Description of the task
Each line from the one that contains "locate: dormer window" to the end of the material must be quoted exactly; include both end lines and nothing else.

Data listing

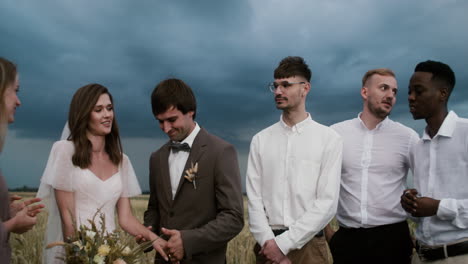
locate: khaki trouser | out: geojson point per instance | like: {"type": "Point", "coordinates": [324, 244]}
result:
{"type": "Point", "coordinates": [314, 252]}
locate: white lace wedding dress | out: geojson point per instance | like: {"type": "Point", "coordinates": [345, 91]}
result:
{"type": "Point", "coordinates": [90, 193]}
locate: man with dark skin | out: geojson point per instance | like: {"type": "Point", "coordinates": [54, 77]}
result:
{"type": "Point", "coordinates": [439, 201]}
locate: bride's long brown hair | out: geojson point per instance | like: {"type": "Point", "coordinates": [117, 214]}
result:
{"type": "Point", "coordinates": [81, 106]}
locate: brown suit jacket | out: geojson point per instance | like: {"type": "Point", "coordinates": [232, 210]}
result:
{"type": "Point", "coordinates": [208, 216]}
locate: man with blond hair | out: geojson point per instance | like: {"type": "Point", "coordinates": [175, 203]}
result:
{"type": "Point", "coordinates": [376, 151]}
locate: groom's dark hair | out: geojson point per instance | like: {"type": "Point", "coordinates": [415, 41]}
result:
{"type": "Point", "coordinates": [173, 93]}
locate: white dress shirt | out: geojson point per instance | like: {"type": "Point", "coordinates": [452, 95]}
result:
{"type": "Point", "coordinates": [293, 177]}
{"type": "Point", "coordinates": [441, 172]}
{"type": "Point", "coordinates": [178, 159]}
{"type": "Point", "coordinates": [374, 170]}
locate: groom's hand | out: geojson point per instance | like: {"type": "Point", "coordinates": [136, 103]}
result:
{"type": "Point", "coordinates": [272, 252]}
{"type": "Point", "coordinates": [175, 245]}
{"type": "Point", "coordinates": [140, 238]}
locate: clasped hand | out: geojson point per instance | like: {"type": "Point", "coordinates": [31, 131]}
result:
{"type": "Point", "coordinates": [418, 206]}
{"type": "Point", "coordinates": [171, 250]}
{"type": "Point", "coordinates": [273, 253]}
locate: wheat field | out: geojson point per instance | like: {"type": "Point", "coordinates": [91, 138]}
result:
{"type": "Point", "coordinates": [27, 248]}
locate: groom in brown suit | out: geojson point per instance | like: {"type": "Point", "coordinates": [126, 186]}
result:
{"type": "Point", "coordinates": [195, 189]}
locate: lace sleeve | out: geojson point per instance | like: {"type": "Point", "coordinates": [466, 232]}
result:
{"type": "Point", "coordinates": [58, 174]}
{"type": "Point", "coordinates": [131, 187]}
{"type": "Point", "coordinates": [59, 169]}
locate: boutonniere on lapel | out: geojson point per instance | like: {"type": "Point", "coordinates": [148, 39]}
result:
{"type": "Point", "coordinates": [191, 174]}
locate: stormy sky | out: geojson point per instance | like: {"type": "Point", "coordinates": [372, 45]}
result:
{"type": "Point", "coordinates": [225, 50]}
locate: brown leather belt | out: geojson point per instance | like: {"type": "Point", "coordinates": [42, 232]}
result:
{"type": "Point", "coordinates": [278, 232]}
{"type": "Point", "coordinates": [430, 253]}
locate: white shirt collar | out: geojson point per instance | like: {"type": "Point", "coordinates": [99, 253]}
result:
{"type": "Point", "coordinates": [190, 138]}
{"type": "Point", "coordinates": [297, 127]}
{"type": "Point", "coordinates": [380, 125]}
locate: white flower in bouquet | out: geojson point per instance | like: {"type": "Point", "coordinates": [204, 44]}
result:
{"type": "Point", "coordinates": [103, 250]}
{"type": "Point", "coordinates": [119, 261]}
{"type": "Point", "coordinates": [90, 244]}
{"type": "Point", "coordinates": [90, 234]}
{"type": "Point", "coordinates": [126, 251]}
{"type": "Point", "coordinates": [99, 259]}
{"type": "Point", "coordinates": [78, 244]}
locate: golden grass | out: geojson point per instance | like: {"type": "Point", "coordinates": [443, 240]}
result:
{"type": "Point", "coordinates": [27, 248]}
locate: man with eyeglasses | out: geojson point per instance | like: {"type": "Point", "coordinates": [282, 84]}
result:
{"type": "Point", "coordinates": [293, 175]}
{"type": "Point", "coordinates": [376, 159]}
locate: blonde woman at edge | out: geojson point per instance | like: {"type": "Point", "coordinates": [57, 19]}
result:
{"type": "Point", "coordinates": [16, 217]}
{"type": "Point", "coordinates": [88, 171]}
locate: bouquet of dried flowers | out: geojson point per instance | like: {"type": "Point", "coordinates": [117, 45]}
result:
{"type": "Point", "coordinates": [90, 244]}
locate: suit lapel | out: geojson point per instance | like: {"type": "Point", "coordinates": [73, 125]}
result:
{"type": "Point", "coordinates": [196, 152]}
{"type": "Point", "coordinates": [165, 175]}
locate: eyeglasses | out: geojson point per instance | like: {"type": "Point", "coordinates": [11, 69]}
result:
{"type": "Point", "coordinates": [285, 84]}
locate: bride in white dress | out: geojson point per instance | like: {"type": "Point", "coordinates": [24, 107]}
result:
{"type": "Point", "coordinates": [88, 171]}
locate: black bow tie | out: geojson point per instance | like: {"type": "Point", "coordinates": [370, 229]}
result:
{"type": "Point", "coordinates": [177, 146]}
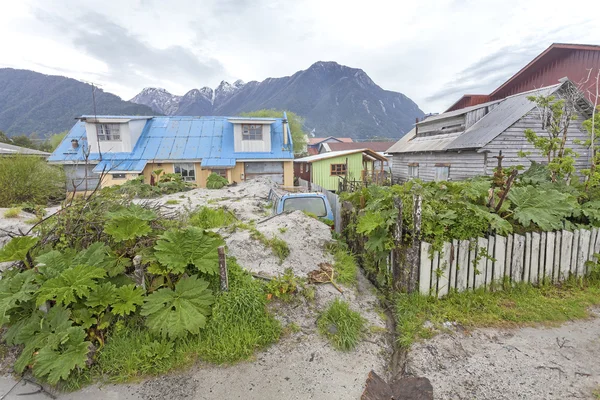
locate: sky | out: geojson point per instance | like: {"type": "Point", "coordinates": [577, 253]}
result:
{"type": "Point", "coordinates": [432, 51]}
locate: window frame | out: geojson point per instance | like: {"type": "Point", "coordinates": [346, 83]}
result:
{"type": "Point", "coordinates": [186, 167]}
{"type": "Point", "coordinates": [252, 134]}
{"type": "Point", "coordinates": [219, 171]}
{"type": "Point", "coordinates": [106, 132]}
{"type": "Point", "coordinates": [439, 177]}
{"type": "Point", "coordinates": [337, 169]}
{"type": "Point", "coordinates": [412, 167]}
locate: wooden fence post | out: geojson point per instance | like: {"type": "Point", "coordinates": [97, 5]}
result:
{"type": "Point", "coordinates": [223, 269]}
{"type": "Point", "coordinates": [415, 253]}
{"type": "Point", "coordinates": [398, 277]}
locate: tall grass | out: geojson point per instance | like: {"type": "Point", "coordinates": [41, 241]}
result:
{"type": "Point", "coordinates": [522, 304]}
{"type": "Point", "coordinates": [27, 179]}
{"type": "Point", "coordinates": [341, 325]}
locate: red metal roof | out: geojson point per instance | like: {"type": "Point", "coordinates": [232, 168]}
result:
{"type": "Point", "coordinates": [557, 61]}
{"type": "Point", "coordinates": [375, 146]}
{"type": "Point", "coordinates": [313, 141]}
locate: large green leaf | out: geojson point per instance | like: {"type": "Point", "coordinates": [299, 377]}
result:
{"type": "Point", "coordinates": [177, 249]}
{"type": "Point", "coordinates": [58, 364]}
{"type": "Point", "coordinates": [17, 248]}
{"type": "Point", "coordinates": [101, 296]}
{"type": "Point", "coordinates": [174, 313]}
{"type": "Point", "coordinates": [126, 300]}
{"type": "Point", "coordinates": [51, 334]}
{"type": "Point", "coordinates": [73, 283]}
{"type": "Point", "coordinates": [545, 208]}
{"type": "Point", "coordinates": [129, 223]}
{"type": "Point", "coordinates": [14, 291]}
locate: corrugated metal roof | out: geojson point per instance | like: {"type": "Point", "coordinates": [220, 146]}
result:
{"type": "Point", "coordinates": [506, 113]}
{"type": "Point", "coordinates": [332, 154]}
{"type": "Point", "coordinates": [116, 166]}
{"type": "Point", "coordinates": [11, 149]}
{"type": "Point", "coordinates": [375, 146]}
{"type": "Point", "coordinates": [509, 111]}
{"type": "Point", "coordinates": [457, 112]}
{"type": "Point", "coordinates": [178, 138]}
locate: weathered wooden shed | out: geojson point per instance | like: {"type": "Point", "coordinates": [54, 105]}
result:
{"type": "Point", "coordinates": [462, 144]}
{"type": "Point", "coordinates": [326, 169]}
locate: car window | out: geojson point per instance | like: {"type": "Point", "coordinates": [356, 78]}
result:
{"type": "Point", "coordinates": [314, 205]}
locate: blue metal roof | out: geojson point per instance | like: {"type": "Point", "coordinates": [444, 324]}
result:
{"type": "Point", "coordinates": [209, 139]}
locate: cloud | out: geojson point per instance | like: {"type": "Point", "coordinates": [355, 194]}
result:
{"type": "Point", "coordinates": [488, 73]}
{"type": "Point", "coordinates": [129, 60]}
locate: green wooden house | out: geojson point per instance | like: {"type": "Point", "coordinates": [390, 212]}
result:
{"type": "Point", "coordinates": [328, 169]}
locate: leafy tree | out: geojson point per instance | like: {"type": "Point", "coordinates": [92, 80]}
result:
{"type": "Point", "coordinates": [556, 115]}
{"type": "Point", "coordinates": [29, 179]}
{"type": "Point", "coordinates": [4, 138]}
{"type": "Point", "coordinates": [52, 142]}
{"type": "Point", "coordinates": [296, 125]}
{"type": "Point", "coordinates": [23, 141]}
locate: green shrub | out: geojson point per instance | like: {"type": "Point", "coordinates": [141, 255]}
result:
{"type": "Point", "coordinates": [30, 179]}
{"type": "Point", "coordinates": [215, 181]}
{"type": "Point", "coordinates": [12, 213]}
{"type": "Point", "coordinates": [209, 218]}
{"type": "Point", "coordinates": [341, 325]}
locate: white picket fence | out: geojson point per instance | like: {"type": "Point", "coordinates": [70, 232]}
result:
{"type": "Point", "coordinates": [334, 201]}
{"type": "Point", "coordinates": [533, 257]}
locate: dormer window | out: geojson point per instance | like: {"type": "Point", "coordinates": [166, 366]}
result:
{"type": "Point", "coordinates": [108, 132]}
{"type": "Point", "coordinates": [251, 132]}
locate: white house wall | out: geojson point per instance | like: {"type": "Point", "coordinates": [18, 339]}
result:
{"type": "Point", "coordinates": [256, 146]}
{"type": "Point", "coordinates": [513, 140]}
{"type": "Point", "coordinates": [463, 165]}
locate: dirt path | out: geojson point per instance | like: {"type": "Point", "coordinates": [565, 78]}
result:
{"type": "Point", "coordinates": [528, 363]}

Output for this exercise
locate: dormer window | out: geojson point per instance | like: {"type": "Point", "coordinates": [166, 366]}
result:
{"type": "Point", "coordinates": [108, 132]}
{"type": "Point", "coordinates": [251, 132]}
locate: white house wall | out: geojson point per instance | like: {"type": "Point", "coordinates": [18, 339]}
result:
{"type": "Point", "coordinates": [256, 146]}
{"type": "Point", "coordinates": [513, 140]}
{"type": "Point", "coordinates": [463, 165]}
locate: dirt path | out: geojson point per instance | like: {"type": "Point", "coordinates": [565, 78]}
result:
{"type": "Point", "coordinates": [528, 363]}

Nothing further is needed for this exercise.